Instructions to follow
Please show all lines of the records that include "every".

Task material
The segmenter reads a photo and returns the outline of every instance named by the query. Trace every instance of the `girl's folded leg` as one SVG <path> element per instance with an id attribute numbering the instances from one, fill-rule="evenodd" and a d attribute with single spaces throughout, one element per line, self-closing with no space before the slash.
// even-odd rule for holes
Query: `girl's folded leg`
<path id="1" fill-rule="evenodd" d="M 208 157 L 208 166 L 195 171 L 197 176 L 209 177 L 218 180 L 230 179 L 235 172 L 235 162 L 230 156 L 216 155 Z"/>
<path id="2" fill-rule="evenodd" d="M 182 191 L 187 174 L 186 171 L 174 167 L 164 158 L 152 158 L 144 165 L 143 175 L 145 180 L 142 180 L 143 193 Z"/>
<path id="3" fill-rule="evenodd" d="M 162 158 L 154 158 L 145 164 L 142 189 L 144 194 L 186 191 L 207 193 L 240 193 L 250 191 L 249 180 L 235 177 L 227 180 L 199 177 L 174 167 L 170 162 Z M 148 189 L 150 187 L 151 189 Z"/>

...

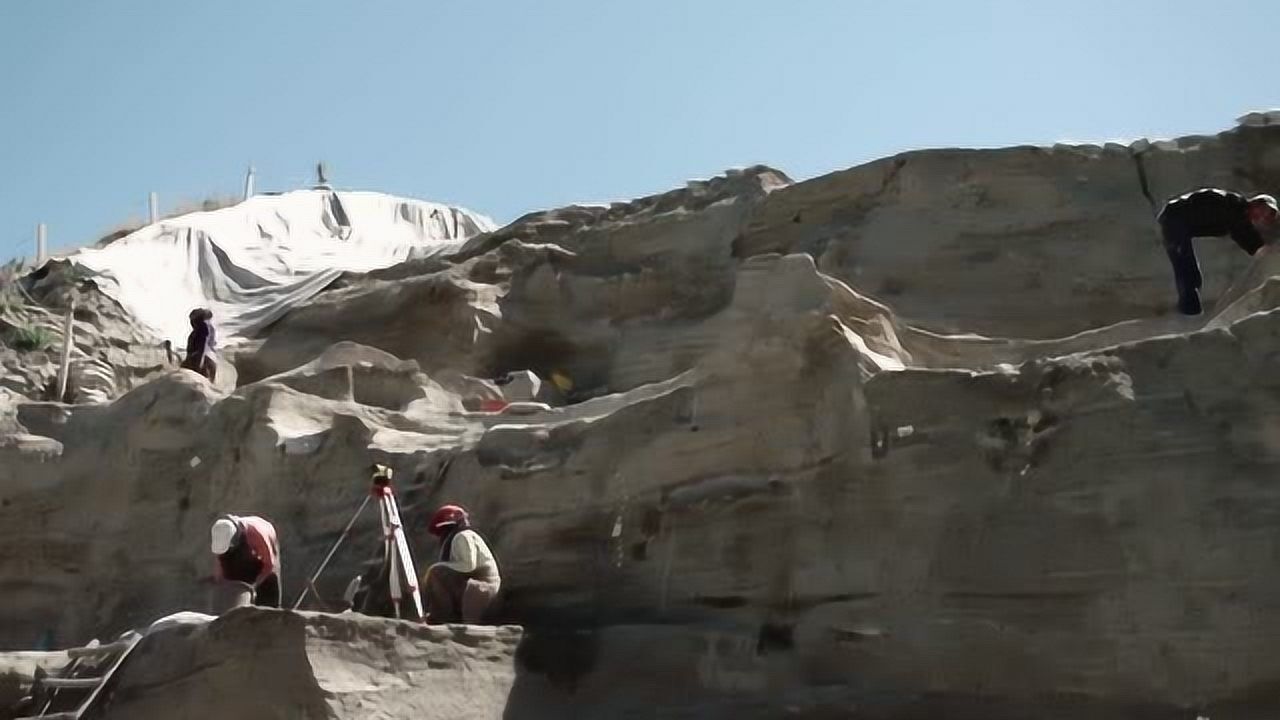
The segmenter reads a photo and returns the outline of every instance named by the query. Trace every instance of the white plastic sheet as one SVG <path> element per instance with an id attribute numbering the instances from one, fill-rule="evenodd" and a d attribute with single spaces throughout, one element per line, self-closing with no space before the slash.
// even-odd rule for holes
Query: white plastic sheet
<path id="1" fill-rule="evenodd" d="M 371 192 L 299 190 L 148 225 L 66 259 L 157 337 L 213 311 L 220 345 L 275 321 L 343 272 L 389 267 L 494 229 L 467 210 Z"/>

Solution
The segmenter reads a photo and returns the outline of every instance named by the query. Trace every instance of the `girl's folded leg` as one SVG <path> element per instance with an id attribute numbering the instances from one, fill-rule="evenodd" and a d attribute with single spaces throughout, one element per line, self-closing with no space before the slash.
The segmenter reads a photo and returns the outline of every instance named by the query. Trace every instance of the white plastic sheet as one SVG <path> element per instance with an id attribute numbering the instances from one, fill-rule="evenodd" and a d attribute with single spaces throughout, one element per line, self-closing with no space before the slash.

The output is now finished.